**Written tasks**
a - In the court judgment, what is the balance of convenience said to be closely related to?
b - Rewrite the paragraph of the court judgment that begins "It is clear that Applicant must at" as a short list that keeps its main points.
c - Write the next part of the court judgment, following on from its last sentence.

**Source document**
-------

5.It is clear that Applicant must at
the very least establish a right to which, if not protected by an
interdict, irreparable harm
would ensue. I must add, that Applicant
must show that such right needs to be protected urgently, if an
application is brought
in the urgent Court. The third requisite,
namely the balance of convenience is closely related to the question
of irreparable harm
and is often decisive. Even when all the
requirements for an interim interdict are present, a Court retains a
discretion whether
or not to grant an order which must be exercised
judicially having regard to all the facts of the matter considered
holistically.
6.
Applicant
argued that the prima facie right relied upon was that First
Respondent was obliged to
seek
clarification relating to any
ambiguities or uncertainties pertaining to Applicant's actual tender,
and that this exercise would
have contributed to a system such as
envisaged by the provisions of s. 217 (1) of the Constitution.

-------

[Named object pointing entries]
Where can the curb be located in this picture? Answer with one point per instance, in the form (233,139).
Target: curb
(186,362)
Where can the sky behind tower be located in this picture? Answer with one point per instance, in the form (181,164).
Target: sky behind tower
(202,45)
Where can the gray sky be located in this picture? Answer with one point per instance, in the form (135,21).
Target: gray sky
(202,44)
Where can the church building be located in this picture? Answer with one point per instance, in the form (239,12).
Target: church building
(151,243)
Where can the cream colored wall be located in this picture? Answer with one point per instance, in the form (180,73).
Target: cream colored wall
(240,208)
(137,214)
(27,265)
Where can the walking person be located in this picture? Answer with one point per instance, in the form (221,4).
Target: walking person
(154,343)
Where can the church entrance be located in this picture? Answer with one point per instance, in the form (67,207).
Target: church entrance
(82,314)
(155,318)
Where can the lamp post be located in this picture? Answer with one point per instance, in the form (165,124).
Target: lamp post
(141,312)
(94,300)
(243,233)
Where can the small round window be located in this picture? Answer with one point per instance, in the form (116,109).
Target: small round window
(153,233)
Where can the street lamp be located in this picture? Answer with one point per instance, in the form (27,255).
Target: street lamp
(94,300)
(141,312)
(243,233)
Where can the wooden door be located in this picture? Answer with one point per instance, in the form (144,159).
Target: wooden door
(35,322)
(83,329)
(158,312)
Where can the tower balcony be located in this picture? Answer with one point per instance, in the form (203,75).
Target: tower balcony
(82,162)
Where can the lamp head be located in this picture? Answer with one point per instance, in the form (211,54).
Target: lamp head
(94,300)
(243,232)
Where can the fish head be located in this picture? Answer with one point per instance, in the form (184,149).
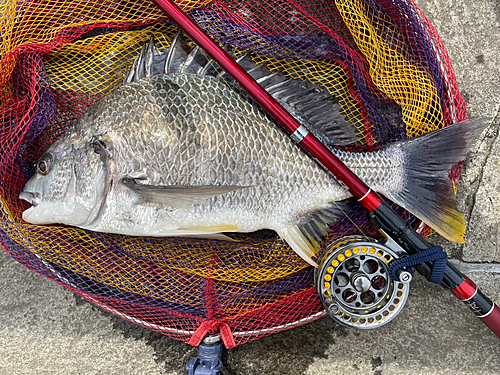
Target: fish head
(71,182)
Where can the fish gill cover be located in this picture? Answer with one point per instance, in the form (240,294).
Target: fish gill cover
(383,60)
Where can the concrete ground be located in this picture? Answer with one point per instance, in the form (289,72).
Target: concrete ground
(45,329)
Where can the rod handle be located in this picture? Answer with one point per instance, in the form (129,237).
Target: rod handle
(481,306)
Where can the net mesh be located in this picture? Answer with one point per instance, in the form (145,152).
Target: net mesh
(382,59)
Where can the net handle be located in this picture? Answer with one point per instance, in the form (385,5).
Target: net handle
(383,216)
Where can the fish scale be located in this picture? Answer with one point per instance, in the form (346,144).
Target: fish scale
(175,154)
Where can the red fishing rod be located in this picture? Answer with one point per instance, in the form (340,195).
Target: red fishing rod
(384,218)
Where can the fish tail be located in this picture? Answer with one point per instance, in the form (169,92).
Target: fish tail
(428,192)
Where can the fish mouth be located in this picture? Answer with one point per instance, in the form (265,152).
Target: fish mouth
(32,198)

-------

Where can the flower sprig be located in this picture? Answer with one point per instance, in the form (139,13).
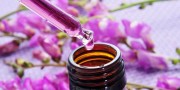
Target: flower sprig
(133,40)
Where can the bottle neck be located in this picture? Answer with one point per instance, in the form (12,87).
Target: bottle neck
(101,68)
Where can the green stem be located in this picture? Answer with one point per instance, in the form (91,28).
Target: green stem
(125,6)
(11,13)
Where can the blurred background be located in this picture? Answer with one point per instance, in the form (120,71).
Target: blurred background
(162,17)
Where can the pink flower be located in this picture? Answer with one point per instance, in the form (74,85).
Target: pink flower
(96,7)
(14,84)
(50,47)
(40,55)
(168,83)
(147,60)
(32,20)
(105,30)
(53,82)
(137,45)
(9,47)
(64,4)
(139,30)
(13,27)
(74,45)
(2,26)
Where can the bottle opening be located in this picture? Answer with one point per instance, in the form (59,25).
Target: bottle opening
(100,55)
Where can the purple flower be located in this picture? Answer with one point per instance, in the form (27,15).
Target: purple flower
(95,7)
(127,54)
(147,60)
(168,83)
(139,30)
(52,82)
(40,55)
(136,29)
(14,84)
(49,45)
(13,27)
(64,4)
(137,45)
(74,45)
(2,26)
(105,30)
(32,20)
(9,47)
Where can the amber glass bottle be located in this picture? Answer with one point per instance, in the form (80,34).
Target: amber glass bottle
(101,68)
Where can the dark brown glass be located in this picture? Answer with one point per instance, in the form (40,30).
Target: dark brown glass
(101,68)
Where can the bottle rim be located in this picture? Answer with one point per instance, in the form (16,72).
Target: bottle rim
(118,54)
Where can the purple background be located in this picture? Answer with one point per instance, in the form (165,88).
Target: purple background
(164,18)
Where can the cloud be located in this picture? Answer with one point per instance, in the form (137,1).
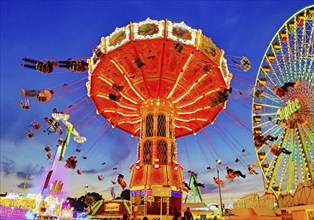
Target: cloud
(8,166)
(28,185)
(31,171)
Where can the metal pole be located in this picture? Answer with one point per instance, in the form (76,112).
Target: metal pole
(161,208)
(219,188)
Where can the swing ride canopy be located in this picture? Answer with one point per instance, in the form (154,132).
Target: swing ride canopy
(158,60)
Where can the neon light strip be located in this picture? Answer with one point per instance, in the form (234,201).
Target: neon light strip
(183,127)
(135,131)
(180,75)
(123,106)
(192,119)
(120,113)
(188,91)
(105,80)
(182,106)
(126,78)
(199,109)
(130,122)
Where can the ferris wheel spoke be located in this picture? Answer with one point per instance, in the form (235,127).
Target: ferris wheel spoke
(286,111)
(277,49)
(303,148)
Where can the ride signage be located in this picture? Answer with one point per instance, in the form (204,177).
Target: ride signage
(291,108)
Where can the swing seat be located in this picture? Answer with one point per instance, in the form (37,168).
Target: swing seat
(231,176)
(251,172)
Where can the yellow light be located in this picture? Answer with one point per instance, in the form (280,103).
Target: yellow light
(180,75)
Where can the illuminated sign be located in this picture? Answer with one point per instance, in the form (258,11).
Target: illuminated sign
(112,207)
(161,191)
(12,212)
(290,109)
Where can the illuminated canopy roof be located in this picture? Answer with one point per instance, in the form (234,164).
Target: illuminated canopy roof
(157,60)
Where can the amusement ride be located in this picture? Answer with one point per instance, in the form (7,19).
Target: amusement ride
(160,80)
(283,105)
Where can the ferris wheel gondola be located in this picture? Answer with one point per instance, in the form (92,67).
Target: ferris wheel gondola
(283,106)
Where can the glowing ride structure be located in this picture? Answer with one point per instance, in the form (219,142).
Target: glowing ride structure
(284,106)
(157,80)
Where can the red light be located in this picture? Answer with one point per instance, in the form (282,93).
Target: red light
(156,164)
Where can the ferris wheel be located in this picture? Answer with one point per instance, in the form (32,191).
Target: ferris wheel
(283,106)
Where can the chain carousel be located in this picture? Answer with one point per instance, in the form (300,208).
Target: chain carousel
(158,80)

-------

**Answers to each task**
a - The question of irreparable harm.

b -
- The applicant must at least establish a right that would suffer irreparable harm if an interdict did not protect it.
- If the application is brought in the urgent court, the applicant must also show that the right needs urgent protection.
- The third requisite, the balance of convenience, is closely related to irreparable harm and is often decisive.
- Even when all the requirements for an interim interdict are present, the court keeps a discretion whether to grant the order, to be exercised judicially with regard to all the facts considered as a whole.

c -
Further, a disturbing factor
was that the award of the tender to the
Third Respondent
resulted in a higher price of some R
170 million. It appears however from the Bid Evaluation report dated
14 December 2015 that
there were five other bids whose tender price
was less than that of Applicant.As to the right relied upon I was
referred to:
Metro
Projects CC v
Klerksdorp Local
Municipality
2004
(1) SA 16
SCA at
par.
13
–
14.
It is clear from the relevant dicta however, that the actual
right referred to, is the right to a fair process. A corollary of
that
right may
be
a
process of clarification if there is some unclarity in the actual
tender, but this would always depend on the context in each
given
case. In my view it is conceptually wrong to assert that one has a
right to a clarification process without qualification.
7. I may add that Applicant's cause of
action herein is not based on any fraud,corruption or procedural
defect in the process followed.
8. I do not intend to deal with all
defences raised by the Respondents herein. Those are for a review
Court to decide.
9. The question that now needs to be
decided is whether this right must be protected
now by way of an urgent order, failing
which, irreparable harm will result in the
future.
10.
A brief history of the matter is therefore necessary and this
history is in my view also
a relevant consideration in the context
of the question of the balance of convenience, although Applicant's
Counsel did not agree.
11.
11.1 The relevant
tender was awarded to the Third Respondent on 8 January 2016.
Applicant says it
became aware thereof on 2 February 2016.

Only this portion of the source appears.